- WORK INSTRUCTION -
Print every entry again, precisely as written.

--- DATA RECORDS Enclosed Below ---

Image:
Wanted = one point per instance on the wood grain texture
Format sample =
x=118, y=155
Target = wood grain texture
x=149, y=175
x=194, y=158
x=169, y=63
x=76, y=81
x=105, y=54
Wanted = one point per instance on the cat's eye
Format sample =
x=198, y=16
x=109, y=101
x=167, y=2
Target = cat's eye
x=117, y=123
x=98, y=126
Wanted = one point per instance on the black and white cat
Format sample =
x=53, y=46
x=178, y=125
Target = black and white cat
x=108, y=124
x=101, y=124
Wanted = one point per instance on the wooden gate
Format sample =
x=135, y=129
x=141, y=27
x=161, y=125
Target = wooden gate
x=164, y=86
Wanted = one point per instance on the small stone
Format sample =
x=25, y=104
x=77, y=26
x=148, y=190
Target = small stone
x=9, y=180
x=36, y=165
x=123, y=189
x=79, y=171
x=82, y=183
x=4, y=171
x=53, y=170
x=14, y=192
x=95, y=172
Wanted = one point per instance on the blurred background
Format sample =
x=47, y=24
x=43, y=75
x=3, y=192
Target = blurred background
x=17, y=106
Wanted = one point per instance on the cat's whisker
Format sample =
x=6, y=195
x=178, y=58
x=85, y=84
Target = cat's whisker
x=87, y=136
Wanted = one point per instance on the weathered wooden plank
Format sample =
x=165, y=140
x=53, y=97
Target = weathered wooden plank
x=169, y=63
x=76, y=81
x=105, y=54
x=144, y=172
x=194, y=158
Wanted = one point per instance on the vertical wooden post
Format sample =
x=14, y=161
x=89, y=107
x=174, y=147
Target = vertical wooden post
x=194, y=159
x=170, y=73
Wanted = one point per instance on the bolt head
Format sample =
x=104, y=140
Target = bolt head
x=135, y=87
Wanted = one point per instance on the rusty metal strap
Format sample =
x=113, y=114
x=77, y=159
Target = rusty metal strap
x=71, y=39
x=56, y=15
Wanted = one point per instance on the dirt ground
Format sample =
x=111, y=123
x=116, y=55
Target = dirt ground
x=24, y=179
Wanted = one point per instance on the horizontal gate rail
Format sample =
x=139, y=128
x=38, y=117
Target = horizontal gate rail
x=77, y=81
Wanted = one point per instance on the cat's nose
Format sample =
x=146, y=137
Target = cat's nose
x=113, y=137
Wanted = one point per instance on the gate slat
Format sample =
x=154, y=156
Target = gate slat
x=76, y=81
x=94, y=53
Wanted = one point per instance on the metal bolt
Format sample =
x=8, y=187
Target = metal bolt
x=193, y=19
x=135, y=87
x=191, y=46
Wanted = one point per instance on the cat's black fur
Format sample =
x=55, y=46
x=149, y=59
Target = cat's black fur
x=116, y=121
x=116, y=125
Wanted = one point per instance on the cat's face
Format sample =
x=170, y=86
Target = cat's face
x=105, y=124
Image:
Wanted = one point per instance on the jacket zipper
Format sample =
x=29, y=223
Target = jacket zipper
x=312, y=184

--- End of Enclosed DATA RECORDS ---

- EXERCISE RESULT -
Image:
Wanted = one point per instance on the wood grain texture
Format sample =
x=118, y=155
Target = wood grain texture
x=149, y=175
x=194, y=158
x=169, y=63
x=76, y=81
x=105, y=54
Wanted = one point per instance on the cat's eye
Format sample =
x=198, y=16
x=109, y=101
x=167, y=2
Target = cat's eye
x=117, y=123
x=98, y=126
Wanted = one point per instance on the black and white cat
Format sample =
x=53, y=46
x=178, y=125
Target = black and white cat
x=108, y=124
x=101, y=124
Wanted = one point per instance on the wooden gate
Format sample =
x=135, y=129
x=141, y=27
x=161, y=125
Target = wooden gate
x=164, y=86
Wanted = one point per instance on the small stone
Format sample =
x=25, y=104
x=77, y=26
x=148, y=190
Target = small stone
x=9, y=180
x=36, y=165
x=123, y=189
x=79, y=171
x=82, y=183
x=4, y=171
x=53, y=170
x=14, y=192
x=95, y=172
Wanted = one point per instance on the blurred background
Format sample =
x=47, y=24
x=43, y=75
x=3, y=192
Target = blurred background
x=17, y=106
Wanted = one point per instance on the cat's whisker
Format sample =
x=6, y=195
x=178, y=58
x=85, y=84
Target = cat's whisker
x=87, y=136
Wanted = one point per instance on the weathered wooden plank
Format sample =
x=165, y=140
x=53, y=97
Target = weathered wooden plank
x=169, y=63
x=76, y=81
x=105, y=54
x=144, y=172
x=194, y=158
Wanted = one point per instance on the vertical wooden post
Format sample =
x=14, y=161
x=89, y=107
x=174, y=147
Target = vertical wooden post
x=194, y=159
x=170, y=73
Wanted = one point per instance on the bolt head
Format sample =
x=104, y=140
Target = bolt head
x=135, y=87
Wanted = one point per instance on the rusty metal strap
Format sample =
x=113, y=114
x=77, y=159
Target = rusty metal strap
x=71, y=39
x=56, y=15
Wanted = one point per instance on the dirt ground
Format sample =
x=111, y=123
x=116, y=55
Target = dirt ground
x=24, y=179
Wanted = one point per instance on the horizontal gate rail
Format sample =
x=139, y=128
x=38, y=117
Target = horizontal gate rail
x=77, y=81
Wanted = one point per instance on the cat's nose
Format sample =
x=146, y=137
Target = cat's nose
x=113, y=137
Wanted = one point per instance on the gate slat
Format sample =
x=154, y=156
Target = gate slat
x=76, y=81
x=94, y=53
Wanted = one point per instance on the metal bolt
Format sample =
x=8, y=187
Target = metal bolt
x=193, y=19
x=135, y=87
x=191, y=46
Wanted = one point per instance on the cat's black fur
Format sample =
x=55, y=46
x=149, y=59
Target = cat's black fur
x=116, y=121
x=116, y=125
Wanted = one point per instance on the cat's face
Format sample =
x=170, y=86
Target = cat's face
x=105, y=124
Image:
Wanted = one point per instance on the jacket zipper
Format sample =
x=29, y=223
Target = jacket zipper
x=312, y=184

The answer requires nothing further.